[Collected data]

# # # #

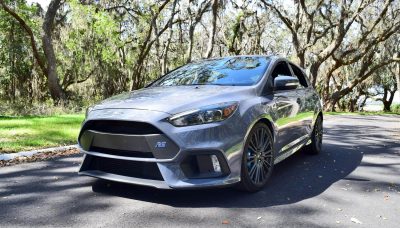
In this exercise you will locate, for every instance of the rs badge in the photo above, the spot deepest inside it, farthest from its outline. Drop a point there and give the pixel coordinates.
(161, 144)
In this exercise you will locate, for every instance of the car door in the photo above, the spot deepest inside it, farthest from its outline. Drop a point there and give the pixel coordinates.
(285, 110)
(307, 100)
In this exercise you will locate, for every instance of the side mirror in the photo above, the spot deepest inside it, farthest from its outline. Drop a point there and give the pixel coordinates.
(284, 82)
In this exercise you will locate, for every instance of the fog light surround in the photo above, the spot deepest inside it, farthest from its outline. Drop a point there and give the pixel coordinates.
(216, 165)
(204, 164)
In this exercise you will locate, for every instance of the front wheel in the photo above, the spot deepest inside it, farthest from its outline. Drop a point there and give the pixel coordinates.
(258, 159)
(316, 138)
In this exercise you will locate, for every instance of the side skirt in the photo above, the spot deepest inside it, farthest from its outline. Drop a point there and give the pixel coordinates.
(291, 148)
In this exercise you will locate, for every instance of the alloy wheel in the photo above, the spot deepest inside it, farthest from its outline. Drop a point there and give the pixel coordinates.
(259, 156)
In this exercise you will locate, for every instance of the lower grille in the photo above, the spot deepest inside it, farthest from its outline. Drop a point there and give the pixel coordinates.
(143, 170)
(124, 153)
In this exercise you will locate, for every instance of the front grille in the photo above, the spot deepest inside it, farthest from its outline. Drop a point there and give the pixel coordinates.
(121, 127)
(143, 170)
(125, 153)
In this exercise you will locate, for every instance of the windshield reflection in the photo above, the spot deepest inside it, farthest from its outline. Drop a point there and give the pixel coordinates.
(239, 71)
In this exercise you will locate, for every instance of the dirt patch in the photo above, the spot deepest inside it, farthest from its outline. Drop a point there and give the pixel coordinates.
(39, 157)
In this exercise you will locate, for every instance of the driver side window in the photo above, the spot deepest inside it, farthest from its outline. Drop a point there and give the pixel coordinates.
(281, 69)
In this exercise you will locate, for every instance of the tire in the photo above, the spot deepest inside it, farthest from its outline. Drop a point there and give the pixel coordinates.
(316, 138)
(257, 159)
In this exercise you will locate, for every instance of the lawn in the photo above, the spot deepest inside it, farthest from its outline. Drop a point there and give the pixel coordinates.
(27, 133)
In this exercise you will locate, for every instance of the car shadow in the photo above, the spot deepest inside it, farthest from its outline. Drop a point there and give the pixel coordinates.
(299, 177)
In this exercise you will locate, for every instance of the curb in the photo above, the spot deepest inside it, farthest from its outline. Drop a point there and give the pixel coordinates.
(6, 157)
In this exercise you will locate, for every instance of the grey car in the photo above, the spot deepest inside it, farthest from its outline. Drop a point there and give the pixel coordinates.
(215, 122)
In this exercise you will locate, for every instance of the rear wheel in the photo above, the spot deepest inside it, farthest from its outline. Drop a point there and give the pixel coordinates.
(258, 159)
(316, 138)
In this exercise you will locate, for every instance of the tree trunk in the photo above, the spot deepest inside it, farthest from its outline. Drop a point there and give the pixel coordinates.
(53, 81)
(213, 29)
(164, 66)
(387, 99)
(190, 45)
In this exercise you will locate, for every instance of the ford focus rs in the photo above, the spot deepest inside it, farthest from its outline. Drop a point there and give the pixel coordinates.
(214, 122)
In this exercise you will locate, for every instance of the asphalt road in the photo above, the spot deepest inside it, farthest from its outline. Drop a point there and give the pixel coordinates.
(357, 177)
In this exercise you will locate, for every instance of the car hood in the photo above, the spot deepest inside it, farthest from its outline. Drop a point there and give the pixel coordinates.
(174, 99)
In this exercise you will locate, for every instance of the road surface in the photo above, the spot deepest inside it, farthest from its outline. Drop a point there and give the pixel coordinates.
(355, 182)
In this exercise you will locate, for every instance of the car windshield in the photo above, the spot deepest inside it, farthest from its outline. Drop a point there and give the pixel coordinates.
(240, 71)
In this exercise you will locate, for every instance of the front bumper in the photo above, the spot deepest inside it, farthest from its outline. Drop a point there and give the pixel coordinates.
(164, 156)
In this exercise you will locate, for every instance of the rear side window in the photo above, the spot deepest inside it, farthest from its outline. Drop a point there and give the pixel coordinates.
(300, 75)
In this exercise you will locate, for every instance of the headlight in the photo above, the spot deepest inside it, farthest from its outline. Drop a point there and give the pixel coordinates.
(88, 110)
(208, 114)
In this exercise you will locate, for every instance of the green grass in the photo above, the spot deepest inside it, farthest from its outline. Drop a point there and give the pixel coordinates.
(361, 113)
(35, 132)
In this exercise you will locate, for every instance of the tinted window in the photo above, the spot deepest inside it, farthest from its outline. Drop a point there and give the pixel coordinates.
(281, 69)
(300, 75)
(226, 71)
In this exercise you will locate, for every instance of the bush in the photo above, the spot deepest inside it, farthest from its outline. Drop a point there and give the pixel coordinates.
(37, 109)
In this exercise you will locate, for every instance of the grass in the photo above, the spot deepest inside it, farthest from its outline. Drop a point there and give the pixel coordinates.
(35, 132)
(361, 113)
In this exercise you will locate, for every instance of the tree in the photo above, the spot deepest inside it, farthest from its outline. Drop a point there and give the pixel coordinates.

# # # #

Brief: Return every entry word for word, minus the pictures.

Response box:
In this exercise you will locate, for every instance of the rs badge in the photo above, the spot deepest inside it, farthest from its outline. Drop a point there and give the pixel coordinates.
(161, 144)
In this exercise you will locate, for every instance of the car door in the photo above, the spot deepest inside it, farthest from its outline. Drop a point there and give the pixel coordinates.
(285, 110)
(307, 100)
In this exercise you will locate, for every instance of the side mirror in the photo above, the spot deepest inside it, farthest from its outline. Drop a point there and give the pixel coordinates.
(284, 82)
In this exercise you will locate, for every instance of the fog light surround in the photo above, the spot deepest inside it, farthest from its outline. Drop a point there and give the pixel coordinates.
(216, 165)
(204, 164)
In this exercise you will locate, for every instance of the front wheel in the photo above, the spot deepest inside it, farthest from its outline. Drop a point there and give the pixel coordinates.
(258, 159)
(316, 138)
In this exercise you will locate, for every instance of the side skirt in the photo above, the spot deepest inside it, farthest from its outline. Drop a point there and give the pixel coordinates.
(291, 148)
In this exercise you will locate, for every instance of the alloy wheel in the photo above, the spot deepest inside it, farthest from its outline. Drop a point there and give the pixel coordinates.
(259, 156)
In this exercise you will locate, for every instance of the lower grille in the photo above, the spot deepest inside it, farthest from its outline. Drop a point there and give the pixel coordinates.
(143, 170)
(124, 153)
In this exercise you will locate, for every instance of the front grille in the photo above, the spot deepest inside it, farthest from its outline. Drop a point there and give the pixel coordinates.
(121, 127)
(143, 170)
(125, 153)
In this exercise you will locate, for every instance of the windshield reflection in the photo above, the spot deepest inside it, farthest from its outline. Drop a point there and give the pixel coordinates.
(239, 71)
In this exercise you will locate, for every instance of the dirt patch in the photo above, the spot deepest inside it, farthest from its outline. Drop a point there and give the pixel coordinates.
(39, 157)
In this exercise you will locate, for every instance of the driver side window in the photo above, the spot deepest inside it, farthest from its outline. Drop a point there and give the pixel coordinates.
(281, 69)
In this exercise you will locate, for every instance of the tire in the photo above, the spot deepest inside it, farthest from its outline. Drop a point there and give the pixel coordinates.
(316, 138)
(257, 159)
In this exercise you will locate, for every instance of the lawn in the photo above, the spot deepest inside it, farthest from its outline. Drop a point there and give the pixel coordinates.
(27, 133)
In this exercise you will locate, for every instance of the car shadow in the photo above, the spot deepest inside it, farthest from its outline. Drop a point there and give the pixel coordinates.
(299, 177)
In this exercise you will locate, for every instance of the curb in the photo above, the spot deepest inside it, farthest from its outline. Drop a point there and give the pixel coordinates.
(6, 157)
In this exercise you will locate, for every instance of the grey car in the photo above, the spot deepest inside it, farthest from its outline. Drop a point there and give the pixel coordinates.
(215, 122)
In this exercise you will locate, for every instance of the rear wheel in the photo above, the spot deepest inside it, farthest from its outline. Drop a point there and give the pixel coordinates.
(258, 159)
(316, 138)
In this exercise you will locate, for every instance of the tree trunk in the photo above, the spot deepest inside it, farthest from its outline. Drop a point there and give the pixel coordinates.
(53, 81)
(213, 29)
(164, 66)
(387, 99)
(190, 45)
In this exercise you will locate, for every instance of the ford focus rs in the photo above, the spot deepest inside it, farthest from its outline. Drop a point there and give the pixel coordinates.
(214, 122)
In this exercise you will locate, for every instance of the asphalt road in the photo above, the spot deepest inside it, farthest from its outline. Drop a point there and give the pixel coordinates.
(357, 177)
In this exercise you will locate, for every instance of the car hood in the photo above, the spot deepest inside it, farthest from its outline. Drop a point there and give the pixel coordinates.
(174, 99)
In this exercise you will locate, for every instance of the road surface in the photo above, the spot deepest inside it, farthest from its outline. Drop a point there and give the pixel coordinates.
(355, 182)
In this exercise you will locate, for every instance of the car windshield in the photo above, the spot deepest inside it, farthest from its outline. Drop a point there and give the pixel coordinates.
(240, 71)
In this exercise you will locate, for every instance of the front bumper in the photo above, the spot deepest inside it, farthest from its outline. Drop a point there and give the pixel coordinates.
(164, 156)
In this exercise you will locate, for every instance of the rear side window in the photo above, the spot deepest inside it, farthest from its outline. Drop a point there and give the pixel coordinates.
(300, 75)
In this exercise you will locate, for every instance of the headlight in the photo above, the spot deepest inside it, farthest from its outline. Drop a point there and give the pixel coordinates.
(88, 110)
(208, 114)
In this exercise you will locate, for every instance of the green grass in the photo above, the spot deepest inside it, farthest from its outline. Drop a point there and give the pixel coordinates.
(361, 113)
(35, 132)
In this exercise you will locate, for every instance of the tinted window in the photo above, the spot deepest inside it, farthest from its outline. Drop a point there and give the pixel coordinates.
(281, 69)
(300, 75)
(226, 71)
In this exercise you will locate, for every instance of the bush in the photo above, the spot deepest inside it, farthest from its outline. Drop a point there and give the pixel coordinates.
(37, 109)
In this exercise you will locate, for every instance of the grass in the photo above, the spot deepest inside it, farthest from its outline. Drop a point there and give the pixel coordinates.
(35, 132)
(361, 113)
In this exercise you will locate, for every instance of the tree in the photo above, the spot deepest inside it, farthest from its outline. Drop a point there and give the pixel coordinates.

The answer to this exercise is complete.